Два поколения историков экономики уклонялись от экономических вопросов или же отвечали на них поверхностно. Так и не ответив на элементарный вопрос, следует ли стремиться к изобилию или к дефициту, все они ратуют за ограничения.
О попытках Ланкашира обеспечить людей, прежде ходивших полуголыми, дешевыми изделиями из хлопка, упоминается в одном предложении в том смысле, что «кости ткачей убелили индийские долины». В этом же базовом учебнике мне объясняют, что пошлина на импорт пшеницы привела к бедности и бедствиям в первой половине XIX в., а отсутствие такой пошлины в последующие десятилетия того же века (которая играла бы роль запруды против притока дешевой пшеницы, шедшего из-за Атлантики) стало главной причиной бедности и бедствий во время периода, печально известного как Великая депрессия. Некоторые историки экономики посвятили целые главы своих трудов размышлениям на такие темы, как, например, «Возникла ли торговля на базе промышленности или промышленность на базе торговли?» или «Развивает ли транспорт рынок или рынок дает толчок развитию транспорта?». Они озаботились такими вопросами, как возникновение спроса, который, собственно, делает возможным производство. Когда же они сталкиваются с реальной проблемой, ее обходят комментариями вроде «возник кризис» или «распространилась спекуляция», хотя на вопросы, почему так происходит или в чем суть проблемы, ответы даются редко. А когда даются подробные ответы, в таких объяснениях зачастую полностью отсутствует логика. В объяснении причин французской депрессии 1846 г. профессор Клаф заявляет, что «сокращение сельскохозяйственного производства понизило потребительские возможности фермеров, а высокая стоимость жизни препятствовала тому, чтобы население, занятое в промышленности, покупало что-либо, кроме еды». Профессор несомненно сгущает краски.
Часто говорят, что, по крайней мере до Кейнса, экономист-теоретик мыслил абстракциями и ему нечего было предложить историкам. Но если бы историки на мгновение задумались о маржиналистском анализе, они не делали бы таких глупых заявлений, как «торговля может возникнуть, только когда имеется излишек» или «инвестирование за границей происходит только при перенасыщении рынка капитала в собственной стране». Незнание начал экономической теории привело к тому, что историки давали политические интерпретации любому благоприятному развитию событий. Во множестве книг улучшение условий труда в XIX в. приписывается фабричным законам; почти ни в одной из них не указывается, что растущая производительность труда мужчин была связана с сокращением количества детей, эксплуатируемых на фабриках, или количества женщин, работавших на вредном производстве в шахтах. До того, как профессор Ростоу написал в 1948 г. работу «British Economy of the Nineteenth Century», историки экономики почти не обсуждали соотношение между инвестициями и прибылью.

· · ·

**Задание 1:** Верните из приведенных ниже записей все строки, в которых встречается слово «banner».

· · ·

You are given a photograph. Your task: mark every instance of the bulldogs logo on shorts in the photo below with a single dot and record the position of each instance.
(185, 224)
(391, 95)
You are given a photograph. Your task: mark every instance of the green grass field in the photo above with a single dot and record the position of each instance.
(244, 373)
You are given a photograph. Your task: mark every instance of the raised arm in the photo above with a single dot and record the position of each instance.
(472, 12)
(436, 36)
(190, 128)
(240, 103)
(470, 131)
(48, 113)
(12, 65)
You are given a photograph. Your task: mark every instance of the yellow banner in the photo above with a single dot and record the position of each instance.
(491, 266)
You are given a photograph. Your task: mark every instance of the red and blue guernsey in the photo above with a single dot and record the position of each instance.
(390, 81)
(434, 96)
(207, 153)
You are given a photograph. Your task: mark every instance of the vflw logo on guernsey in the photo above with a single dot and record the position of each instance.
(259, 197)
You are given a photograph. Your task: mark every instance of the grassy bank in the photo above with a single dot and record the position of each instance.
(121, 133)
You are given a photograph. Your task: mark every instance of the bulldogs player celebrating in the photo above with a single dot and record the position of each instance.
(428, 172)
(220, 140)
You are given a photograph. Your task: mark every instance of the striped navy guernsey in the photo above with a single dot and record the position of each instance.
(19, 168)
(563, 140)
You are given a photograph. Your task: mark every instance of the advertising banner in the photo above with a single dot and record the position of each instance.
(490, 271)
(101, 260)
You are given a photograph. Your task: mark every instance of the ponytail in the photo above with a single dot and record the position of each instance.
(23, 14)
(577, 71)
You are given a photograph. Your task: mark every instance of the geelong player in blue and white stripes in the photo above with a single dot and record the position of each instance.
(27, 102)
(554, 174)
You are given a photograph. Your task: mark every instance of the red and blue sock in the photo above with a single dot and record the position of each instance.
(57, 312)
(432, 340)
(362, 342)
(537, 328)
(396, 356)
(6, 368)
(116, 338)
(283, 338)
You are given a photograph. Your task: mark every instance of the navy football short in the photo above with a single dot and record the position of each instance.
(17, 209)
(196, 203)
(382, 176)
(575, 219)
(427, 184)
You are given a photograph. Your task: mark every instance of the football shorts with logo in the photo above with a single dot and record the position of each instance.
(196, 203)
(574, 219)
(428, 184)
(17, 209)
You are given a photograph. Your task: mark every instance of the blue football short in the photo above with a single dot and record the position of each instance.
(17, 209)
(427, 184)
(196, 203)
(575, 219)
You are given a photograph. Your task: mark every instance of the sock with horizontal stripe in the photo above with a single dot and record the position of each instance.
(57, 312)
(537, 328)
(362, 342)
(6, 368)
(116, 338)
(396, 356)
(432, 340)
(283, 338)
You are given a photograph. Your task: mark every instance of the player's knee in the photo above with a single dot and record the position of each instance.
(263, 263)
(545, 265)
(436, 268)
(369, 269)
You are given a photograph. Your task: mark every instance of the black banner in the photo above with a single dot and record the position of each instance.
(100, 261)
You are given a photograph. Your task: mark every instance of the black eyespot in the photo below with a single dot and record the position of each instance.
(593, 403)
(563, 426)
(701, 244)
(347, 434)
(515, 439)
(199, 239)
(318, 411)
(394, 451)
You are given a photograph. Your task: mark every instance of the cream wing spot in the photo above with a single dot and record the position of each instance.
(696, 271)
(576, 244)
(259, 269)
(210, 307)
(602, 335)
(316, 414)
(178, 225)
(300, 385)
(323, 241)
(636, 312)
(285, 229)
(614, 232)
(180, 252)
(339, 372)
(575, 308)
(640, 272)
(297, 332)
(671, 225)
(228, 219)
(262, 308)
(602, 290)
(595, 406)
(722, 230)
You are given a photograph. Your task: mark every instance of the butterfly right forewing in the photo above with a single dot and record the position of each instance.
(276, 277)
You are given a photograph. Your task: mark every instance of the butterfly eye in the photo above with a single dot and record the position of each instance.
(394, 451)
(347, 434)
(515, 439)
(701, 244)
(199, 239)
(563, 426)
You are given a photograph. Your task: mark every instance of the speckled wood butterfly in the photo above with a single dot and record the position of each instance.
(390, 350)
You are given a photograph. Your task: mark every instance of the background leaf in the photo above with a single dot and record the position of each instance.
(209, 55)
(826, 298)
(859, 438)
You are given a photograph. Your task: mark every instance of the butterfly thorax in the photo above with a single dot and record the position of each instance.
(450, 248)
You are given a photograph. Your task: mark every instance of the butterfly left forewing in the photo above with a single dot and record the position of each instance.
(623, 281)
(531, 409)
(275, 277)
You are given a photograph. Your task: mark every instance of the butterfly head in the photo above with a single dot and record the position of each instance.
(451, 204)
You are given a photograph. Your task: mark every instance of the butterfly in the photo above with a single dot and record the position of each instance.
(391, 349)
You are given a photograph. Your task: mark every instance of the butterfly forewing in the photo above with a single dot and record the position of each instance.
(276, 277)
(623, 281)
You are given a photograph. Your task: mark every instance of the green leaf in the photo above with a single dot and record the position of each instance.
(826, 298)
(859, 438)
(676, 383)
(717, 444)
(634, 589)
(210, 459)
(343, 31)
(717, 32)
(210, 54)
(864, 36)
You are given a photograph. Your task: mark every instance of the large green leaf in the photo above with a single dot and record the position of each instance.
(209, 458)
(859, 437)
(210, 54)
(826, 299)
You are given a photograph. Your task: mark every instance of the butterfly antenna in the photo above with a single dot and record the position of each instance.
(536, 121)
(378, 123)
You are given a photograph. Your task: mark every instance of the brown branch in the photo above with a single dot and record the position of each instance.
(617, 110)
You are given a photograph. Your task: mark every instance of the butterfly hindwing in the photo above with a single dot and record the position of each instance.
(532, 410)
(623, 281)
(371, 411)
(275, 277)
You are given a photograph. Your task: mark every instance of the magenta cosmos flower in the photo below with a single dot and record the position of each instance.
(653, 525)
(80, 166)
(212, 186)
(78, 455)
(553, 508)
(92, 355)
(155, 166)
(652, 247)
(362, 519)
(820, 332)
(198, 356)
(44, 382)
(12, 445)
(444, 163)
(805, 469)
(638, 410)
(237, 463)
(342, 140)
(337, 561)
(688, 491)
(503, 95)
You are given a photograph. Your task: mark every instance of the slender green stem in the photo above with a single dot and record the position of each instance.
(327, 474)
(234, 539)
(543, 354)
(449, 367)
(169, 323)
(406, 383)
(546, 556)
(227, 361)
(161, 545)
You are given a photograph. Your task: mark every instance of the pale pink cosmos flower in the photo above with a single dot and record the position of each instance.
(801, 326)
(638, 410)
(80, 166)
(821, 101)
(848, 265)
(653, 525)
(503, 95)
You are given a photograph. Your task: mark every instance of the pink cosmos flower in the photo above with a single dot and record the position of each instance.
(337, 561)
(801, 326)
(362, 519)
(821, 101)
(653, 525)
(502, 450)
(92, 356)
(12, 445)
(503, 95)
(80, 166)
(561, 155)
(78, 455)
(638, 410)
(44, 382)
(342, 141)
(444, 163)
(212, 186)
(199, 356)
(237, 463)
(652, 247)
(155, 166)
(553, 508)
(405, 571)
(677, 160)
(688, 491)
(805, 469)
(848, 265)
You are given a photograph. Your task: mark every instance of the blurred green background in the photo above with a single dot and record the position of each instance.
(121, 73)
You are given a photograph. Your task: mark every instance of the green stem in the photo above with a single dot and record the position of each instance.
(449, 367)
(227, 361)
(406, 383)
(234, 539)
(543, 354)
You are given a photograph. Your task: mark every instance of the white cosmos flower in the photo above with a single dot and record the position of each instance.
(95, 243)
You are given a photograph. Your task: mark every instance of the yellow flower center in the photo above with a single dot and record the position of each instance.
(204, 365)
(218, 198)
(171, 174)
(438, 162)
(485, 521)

· · ·

**Задание 2:** Изложите основное содержание фрагмента об историках экономики в двух предложениях.

**Ответ на задание 1:**
You are given a photograph. Your task: mark every instance of the yellow banner in the photo above with a single dot and record the position of each instance.
You are given a photograph. Your task: mark every instance of the advertising banner in the photo above with a single dot and record the position of each instance.
You are given a photograph. Your task: mark every instance of the black banner in the photo above with a single dot and record the position of each instance.

**Ответ на задание 2:** Во фрагменте утверждается, что два поколения историков экономики уклонялись от экономических вопросов или отвечали на них поверхностно, а их объяснения реальных проблем редко раскрывают причины и зачастую лишены логики. Незнание начал экономической теории привело к тому, что историки давали политические интерпретации любому благоприятному развитию событий, например приписывали улучшение условий труда в XIX в. фабричным законам.